==== Listed entries

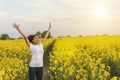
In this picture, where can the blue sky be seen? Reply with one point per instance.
(68, 17)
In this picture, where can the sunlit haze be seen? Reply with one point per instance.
(68, 17)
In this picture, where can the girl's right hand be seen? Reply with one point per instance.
(16, 26)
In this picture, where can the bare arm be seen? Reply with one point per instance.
(47, 33)
(17, 27)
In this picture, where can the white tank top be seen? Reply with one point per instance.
(37, 55)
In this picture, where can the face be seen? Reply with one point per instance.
(35, 40)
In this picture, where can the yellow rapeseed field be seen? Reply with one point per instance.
(71, 58)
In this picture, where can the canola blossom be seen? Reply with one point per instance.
(71, 58)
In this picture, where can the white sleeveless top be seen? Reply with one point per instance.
(37, 55)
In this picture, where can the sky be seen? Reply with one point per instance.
(68, 17)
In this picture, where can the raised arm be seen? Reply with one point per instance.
(47, 33)
(17, 27)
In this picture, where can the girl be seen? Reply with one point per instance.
(36, 48)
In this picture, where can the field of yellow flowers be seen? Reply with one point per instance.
(71, 58)
(85, 58)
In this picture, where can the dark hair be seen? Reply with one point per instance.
(30, 37)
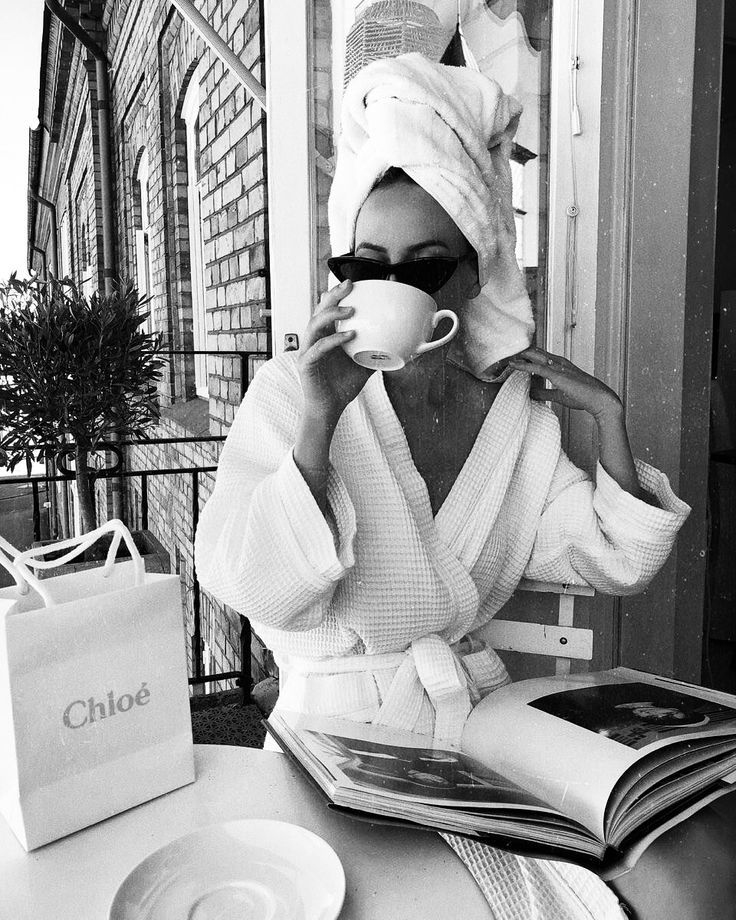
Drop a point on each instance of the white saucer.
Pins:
(238, 870)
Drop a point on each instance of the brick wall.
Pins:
(153, 55)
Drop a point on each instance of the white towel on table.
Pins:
(450, 129)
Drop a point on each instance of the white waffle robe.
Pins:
(377, 612)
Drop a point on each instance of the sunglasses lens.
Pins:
(353, 268)
(427, 274)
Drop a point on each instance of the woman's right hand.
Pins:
(330, 379)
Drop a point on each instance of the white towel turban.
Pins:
(450, 130)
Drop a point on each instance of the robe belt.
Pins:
(428, 666)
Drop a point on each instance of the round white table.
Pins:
(391, 873)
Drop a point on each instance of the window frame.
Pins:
(577, 31)
(190, 109)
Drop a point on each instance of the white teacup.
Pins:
(393, 324)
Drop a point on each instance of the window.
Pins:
(535, 49)
(65, 260)
(190, 114)
(142, 246)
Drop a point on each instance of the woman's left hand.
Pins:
(571, 386)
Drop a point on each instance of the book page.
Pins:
(571, 738)
(403, 765)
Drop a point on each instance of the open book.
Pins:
(589, 767)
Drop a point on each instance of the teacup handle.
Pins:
(440, 315)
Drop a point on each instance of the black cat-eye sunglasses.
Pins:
(428, 274)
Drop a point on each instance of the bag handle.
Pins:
(8, 555)
(76, 546)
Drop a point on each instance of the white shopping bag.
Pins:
(94, 701)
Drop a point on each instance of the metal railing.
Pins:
(244, 675)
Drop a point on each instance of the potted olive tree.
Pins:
(74, 371)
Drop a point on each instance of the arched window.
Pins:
(142, 247)
(65, 255)
(190, 114)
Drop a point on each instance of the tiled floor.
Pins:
(221, 718)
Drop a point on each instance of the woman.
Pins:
(370, 525)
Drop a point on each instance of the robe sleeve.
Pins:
(600, 534)
(262, 545)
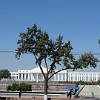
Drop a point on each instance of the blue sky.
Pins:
(77, 20)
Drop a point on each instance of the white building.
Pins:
(36, 75)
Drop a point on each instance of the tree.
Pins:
(51, 53)
(4, 73)
(17, 87)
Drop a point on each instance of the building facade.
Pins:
(36, 75)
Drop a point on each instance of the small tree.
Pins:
(51, 53)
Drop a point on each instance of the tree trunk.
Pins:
(46, 89)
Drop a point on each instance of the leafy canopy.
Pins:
(44, 49)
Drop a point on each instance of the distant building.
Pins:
(36, 75)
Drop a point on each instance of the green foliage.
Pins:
(17, 87)
(4, 73)
(57, 53)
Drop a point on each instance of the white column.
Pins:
(21, 76)
(18, 76)
(58, 76)
(24, 76)
(37, 77)
(96, 77)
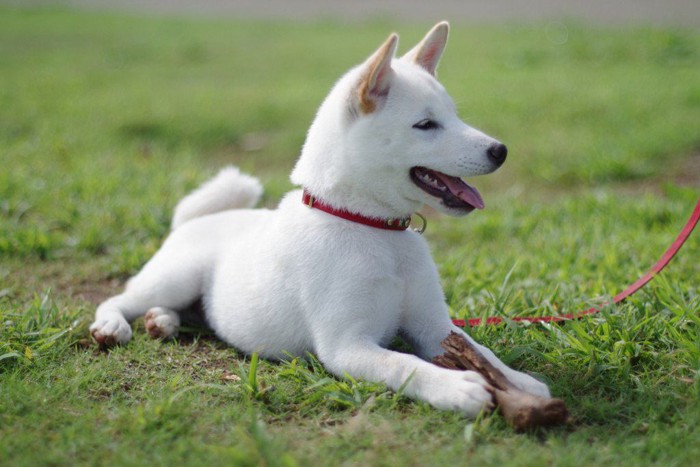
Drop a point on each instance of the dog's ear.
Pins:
(376, 79)
(428, 52)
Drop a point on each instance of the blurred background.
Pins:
(671, 12)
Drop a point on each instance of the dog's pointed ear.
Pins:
(376, 79)
(428, 51)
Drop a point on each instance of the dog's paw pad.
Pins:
(161, 323)
(110, 332)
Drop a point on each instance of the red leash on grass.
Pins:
(641, 282)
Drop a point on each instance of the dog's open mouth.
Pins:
(454, 192)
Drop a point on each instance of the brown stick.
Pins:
(522, 410)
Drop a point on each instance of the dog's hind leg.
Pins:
(170, 282)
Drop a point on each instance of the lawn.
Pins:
(107, 120)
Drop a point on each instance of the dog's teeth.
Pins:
(433, 182)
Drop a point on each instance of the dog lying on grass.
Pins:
(333, 270)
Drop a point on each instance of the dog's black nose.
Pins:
(497, 152)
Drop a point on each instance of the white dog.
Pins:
(336, 274)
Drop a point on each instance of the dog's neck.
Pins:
(391, 223)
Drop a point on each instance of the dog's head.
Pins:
(388, 139)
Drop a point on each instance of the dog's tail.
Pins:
(230, 189)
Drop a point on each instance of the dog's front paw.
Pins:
(161, 323)
(528, 384)
(462, 391)
(111, 331)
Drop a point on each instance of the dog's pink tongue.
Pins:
(462, 190)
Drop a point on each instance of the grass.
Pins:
(107, 120)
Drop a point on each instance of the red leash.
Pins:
(641, 282)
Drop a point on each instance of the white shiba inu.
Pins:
(338, 274)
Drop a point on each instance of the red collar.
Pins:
(386, 224)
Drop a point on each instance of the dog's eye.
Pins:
(427, 124)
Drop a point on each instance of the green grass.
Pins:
(107, 120)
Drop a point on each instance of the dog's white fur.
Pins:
(295, 280)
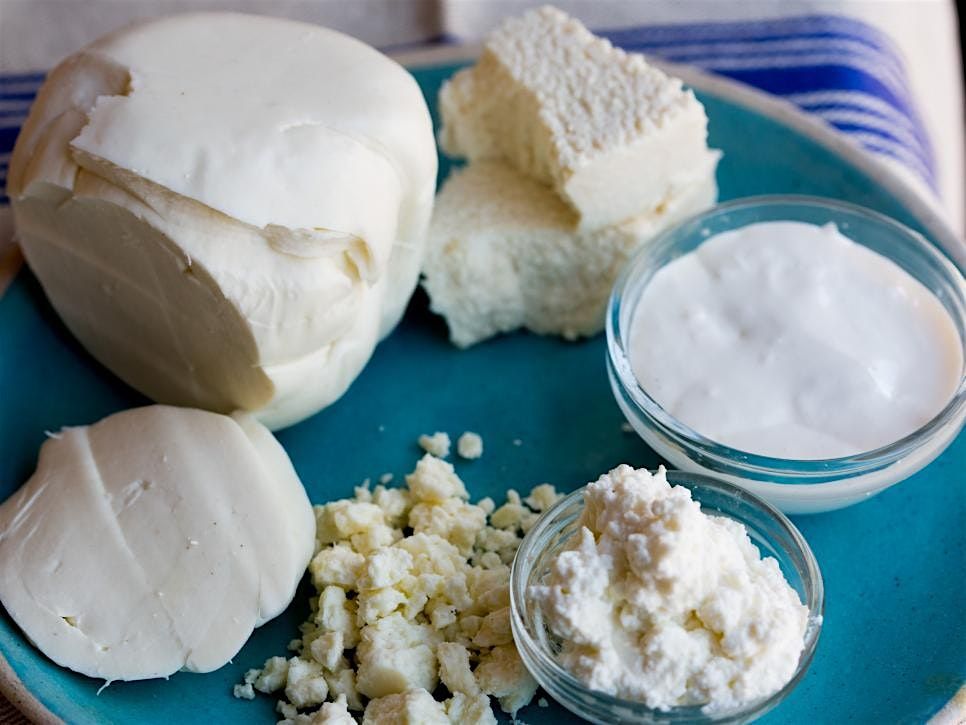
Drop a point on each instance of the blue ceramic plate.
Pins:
(893, 643)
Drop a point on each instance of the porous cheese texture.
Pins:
(397, 615)
(228, 211)
(154, 541)
(505, 252)
(657, 602)
(609, 133)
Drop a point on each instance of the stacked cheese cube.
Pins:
(579, 153)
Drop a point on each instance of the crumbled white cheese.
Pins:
(469, 445)
(658, 602)
(393, 621)
(244, 691)
(437, 444)
(504, 253)
(412, 707)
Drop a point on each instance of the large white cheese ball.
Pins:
(154, 541)
(227, 210)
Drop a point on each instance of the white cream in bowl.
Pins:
(789, 340)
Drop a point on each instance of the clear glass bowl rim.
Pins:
(857, 463)
(810, 574)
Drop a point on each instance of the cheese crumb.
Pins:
(244, 691)
(397, 615)
(436, 444)
(469, 445)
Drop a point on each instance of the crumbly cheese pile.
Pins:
(505, 252)
(657, 602)
(413, 592)
(579, 154)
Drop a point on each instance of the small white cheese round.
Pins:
(227, 210)
(153, 541)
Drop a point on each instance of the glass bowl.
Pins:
(769, 530)
(794, 486)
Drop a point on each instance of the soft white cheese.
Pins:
(504, 252)
(657, 602)
(154, 541)
(227, 210)
(609, 133)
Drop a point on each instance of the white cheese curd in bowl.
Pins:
(227, 210)
(788, 339)
(656, 602)
(154, 541)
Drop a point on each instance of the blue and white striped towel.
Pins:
(842, 70)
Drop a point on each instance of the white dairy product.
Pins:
(437, 444)
(154, 541)
(505, 252)
(609, 133)
(659, 603)
(469, 445)
(790, 340)
(227, 210)
(399, 615)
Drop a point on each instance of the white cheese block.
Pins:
(227, 210)
(154, 541)
(504, 252)
(610, 133)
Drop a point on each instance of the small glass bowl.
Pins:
(769, 530)
(794, 486)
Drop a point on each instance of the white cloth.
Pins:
(35, 34)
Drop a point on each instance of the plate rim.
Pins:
(925, 209)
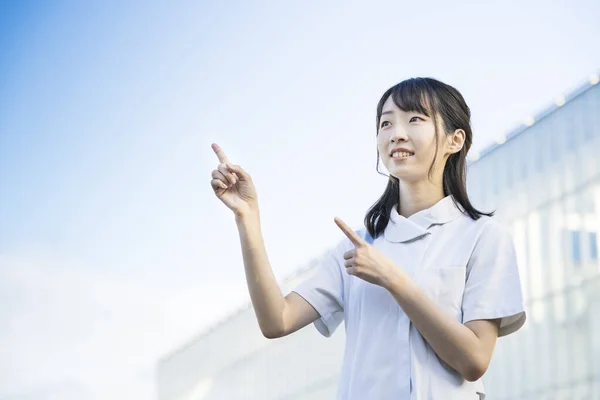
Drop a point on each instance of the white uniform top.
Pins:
(467, 267)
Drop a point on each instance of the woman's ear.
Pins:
(456, 140)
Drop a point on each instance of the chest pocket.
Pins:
(445, 285)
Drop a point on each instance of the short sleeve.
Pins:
(493, 286)
(324, 290)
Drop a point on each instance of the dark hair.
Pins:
(430, 97)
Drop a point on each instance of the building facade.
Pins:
(543, 180)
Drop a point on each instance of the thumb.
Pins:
(239, 171)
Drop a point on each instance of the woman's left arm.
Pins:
(467, 348)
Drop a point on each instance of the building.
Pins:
(544, 180)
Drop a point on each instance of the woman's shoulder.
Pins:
(486, 226)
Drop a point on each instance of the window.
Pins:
(575, 241)
(593, 240)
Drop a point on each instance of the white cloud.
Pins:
(71, 331)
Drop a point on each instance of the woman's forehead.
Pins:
(403, 102)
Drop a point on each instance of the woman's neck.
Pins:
(418, 196)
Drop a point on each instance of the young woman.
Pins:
(430, 284)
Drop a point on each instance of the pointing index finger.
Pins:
(354, 238)
(220, 154)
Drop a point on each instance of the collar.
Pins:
(401, 229)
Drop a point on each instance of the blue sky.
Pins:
(113, 249)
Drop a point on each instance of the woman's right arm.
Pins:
(277, 315)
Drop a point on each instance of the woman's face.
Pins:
(406, 143)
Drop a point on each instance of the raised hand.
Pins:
(233, 186)
(366, 262)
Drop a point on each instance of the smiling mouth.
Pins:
(401, 154)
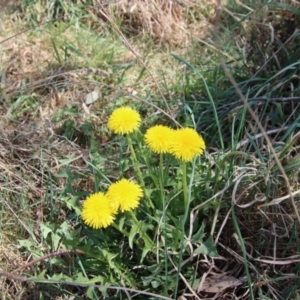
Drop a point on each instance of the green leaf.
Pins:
(45, 230)
(199, 235)
(207, 248)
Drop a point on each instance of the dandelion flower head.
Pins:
(124, 120)
(187, 144)
(97, 211)
(159, 138)
(124, 195)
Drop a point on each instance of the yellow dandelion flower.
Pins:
(159, 138)
(187, 144)
(124, 120)
(97, 211)
(124, 195)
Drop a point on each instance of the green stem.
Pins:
(144, 235)
(164, 219)
(187, 201)
(184, 183)
(126, 233)
(136, 166)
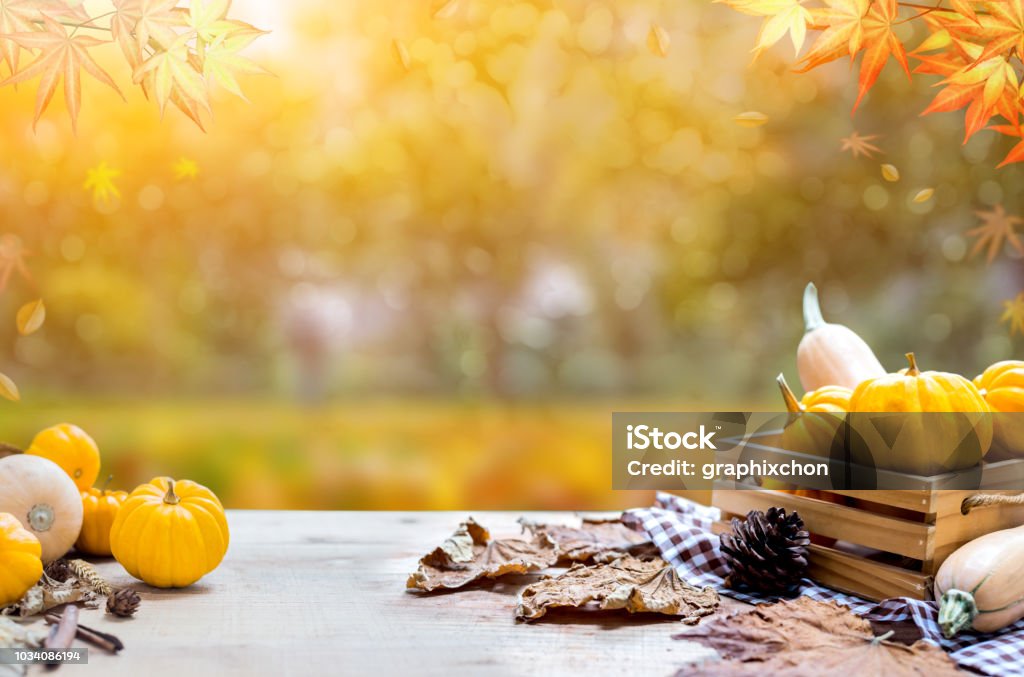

========

- **Task brief**
Report every line of the records above that contains the word "building", copying each line in full. Treat the match as case-sensitive.

- **Final answer**
Drop a point on each instance of the white building.
Drop a point on each instance of the building facade.
Drop a point on each instance of the distant building.
Drop a point on each instance of the building facade.
Drop a point on each instance of the building.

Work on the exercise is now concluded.